Selected excerpt:

Decreasing GPU usage as increasing number of GPUs for training

Hi community.

I am writing you today because I have profiled different models in single GPU and multi GPU and I found that as I increase the number of GPUs for the model to train on the GPU usage of each GPU decreases. I would like to know if this is normal or if there is a way to increase GPU usage in the multi GPU set up.

The profiling I did comprises, different model complexity, different number of DataLoader workers, and different number of GPUs (with DataParallel):

  • Models: Efficiendet-d0, d2, d4 (input resolutions of 512, 768, 1024 to give an idea)
  • #Workers: Varying from 1 to batch_size * 3
  • #GPUs: Varying from 1, 2, and 4 RTX 2080 Ti

These were my findings:

Model GPU (x1) GPU [%] Workers Batch size Batch/s Image/s
d0 RTX 2080 Ti 90-93 4 8 4.48 35.8
d2 RTX 2080 Ti 91-92 1 3 3.02 9.06
d4 RTX 2080 Ti 93-96 1 1 1.85 1.85
Model GPU (x2) GPU [%] Workers Batch size Batch/s Image/s
d0 RTX 2080 Ti 70-89 24 16 3.35 53.6
d2 RTX 2080 Ti 72-83 6 6 2.33 13.98
d4 RTX 2080 Ti 80-92 1 2 1.50 3
Model GPU (x4) GPU [%] Workers Batch size Batch/s Image/s
d0 RTX 2080 Ti 45-62 8 32 2.28 72.96
d2 RTX 2080 Ti 58-70 6 12 1.78 21.36
d4 RTX 2080 Ti 65-82 2 4 1.16 4.64

The conclusions are:

  • #Workers: increasing number of workers translates to increase GPU usage on simple model EfficientDet-d0, but when working with EfficientDet-d2,d4 the #workers had little to no influence
  • Model complexity: The more complex the model is the more GPU uses
  • #GPUs: Increasing the number of GPUs available for a model to train translates in decreasing the GPU usage that the model uses on each of those GPU

While the first two points make sense to me, I find it hard to understand the third point. Why increasing the number of GPUs decrease the usage? I know that when using DataParallel each splitted mini-batch needs to be synchronized to compute the loss, so it makes sense to see a reduction in GPU usage as this aggregation might be performed on just one GPU or in CPU. However I expected this GPU usage reduction was going to be constant (so a bit less GPU usage because of the DataParallel), but it turns out it inversely proportional to the number of GPU used…

Has anyone experienced this issue before? Can anyone explain this behavior?

Problems:
[1] Repeat everything in the thread from "Decreasing GPU usage" down to "give an idea)", word for word.
[2] Reproduce the records verbatim, from their first line down to and including the line containing "top-left (56, 52), bottom-right (204, 168)".
The thread and the records are unrelated to each other.

Exercise material:
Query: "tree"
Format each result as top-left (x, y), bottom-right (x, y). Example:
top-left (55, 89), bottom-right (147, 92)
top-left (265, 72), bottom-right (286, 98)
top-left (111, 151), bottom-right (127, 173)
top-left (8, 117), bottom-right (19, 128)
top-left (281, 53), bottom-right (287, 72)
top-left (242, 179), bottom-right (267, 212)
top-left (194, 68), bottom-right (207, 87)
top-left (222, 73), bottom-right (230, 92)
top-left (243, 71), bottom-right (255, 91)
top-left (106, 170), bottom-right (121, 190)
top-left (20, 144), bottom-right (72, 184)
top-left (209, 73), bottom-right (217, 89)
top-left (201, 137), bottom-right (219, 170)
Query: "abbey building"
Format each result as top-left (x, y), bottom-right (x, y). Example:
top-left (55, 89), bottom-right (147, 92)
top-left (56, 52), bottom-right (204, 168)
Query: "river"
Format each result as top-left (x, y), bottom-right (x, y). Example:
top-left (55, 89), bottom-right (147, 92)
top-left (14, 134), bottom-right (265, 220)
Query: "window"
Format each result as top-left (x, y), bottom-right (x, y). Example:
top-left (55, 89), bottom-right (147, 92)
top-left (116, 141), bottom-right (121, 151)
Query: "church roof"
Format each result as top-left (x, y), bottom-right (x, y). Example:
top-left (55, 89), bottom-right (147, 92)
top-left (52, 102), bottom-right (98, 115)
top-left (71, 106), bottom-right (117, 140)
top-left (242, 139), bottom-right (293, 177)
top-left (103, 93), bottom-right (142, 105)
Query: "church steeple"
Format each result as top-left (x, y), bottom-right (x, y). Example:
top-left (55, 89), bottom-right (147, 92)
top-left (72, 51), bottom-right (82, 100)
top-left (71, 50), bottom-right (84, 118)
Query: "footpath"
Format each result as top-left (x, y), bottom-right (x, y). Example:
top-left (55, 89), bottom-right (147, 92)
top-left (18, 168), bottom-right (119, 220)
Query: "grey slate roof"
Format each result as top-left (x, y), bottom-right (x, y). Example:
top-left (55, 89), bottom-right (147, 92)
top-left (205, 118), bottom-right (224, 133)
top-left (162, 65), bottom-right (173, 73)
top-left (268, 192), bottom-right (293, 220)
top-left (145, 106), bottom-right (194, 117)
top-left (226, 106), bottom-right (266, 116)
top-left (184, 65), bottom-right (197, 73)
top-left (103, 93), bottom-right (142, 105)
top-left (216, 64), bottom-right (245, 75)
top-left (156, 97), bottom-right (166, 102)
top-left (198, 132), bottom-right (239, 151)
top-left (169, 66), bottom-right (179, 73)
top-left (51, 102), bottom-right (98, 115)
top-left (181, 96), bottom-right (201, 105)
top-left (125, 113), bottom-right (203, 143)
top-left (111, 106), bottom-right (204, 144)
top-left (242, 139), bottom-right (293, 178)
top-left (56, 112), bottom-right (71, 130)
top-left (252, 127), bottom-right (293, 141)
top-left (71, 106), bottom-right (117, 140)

Responses for each task:
[1]
Decreasing GPU usage as increasing number of GPUs for training

Hi community.

I am writing you today because I have profiled different models in single GPU and multi GPU and I found that as I increase the number of GPUs for the model to train on the GPU usage of each GPU decreases. I would like to know if this is normal or if there is a way to increase GPU usage in the multi GPU set up.

The profiling I did comprises, different model complexity, different number of DataLoader workers, and different number of GPUs (with DataParallel):

  • Models: Efficiendet-d0, d2, d4 (input resolutions of 512, 768, 1024 to give an idea)

[2]
Query: "tree"
Format each result as top-left (x, y), bottom-right (x, y). Example:
top-left (55, 89), bottom-right (147, 92)
top-left (265, 72), bottom-right (286, 98)
top-left (111, 151), bottom-right (127, 173)
top-left (8, 117), bottom-right (19, 128)
top-left (281, 53), bottom-right (287, 72)
top-left (242, 179), bottom-right (267, 212)
top-left (194, 68), bottom-right (207, 87)
top-left (222, 73), bottom-right (230, 92)
top-left (243, 71), bottom-right (255, 91)
top-left (106, 170), bottom-right (121, 190)
top-left (20, 144), bottom-right (72, 184)
top-left (209, 73), bottom-right (217, 89)
top-left (201, 137), bottom-right (219, 170)
Query: "abbey building"
Format each result as top-left (x, y), bottom-right (x, y). Example:
top-left (55, 89), bottom-right (147, 92)
top-left (56, 52), bottom-right (204, 168)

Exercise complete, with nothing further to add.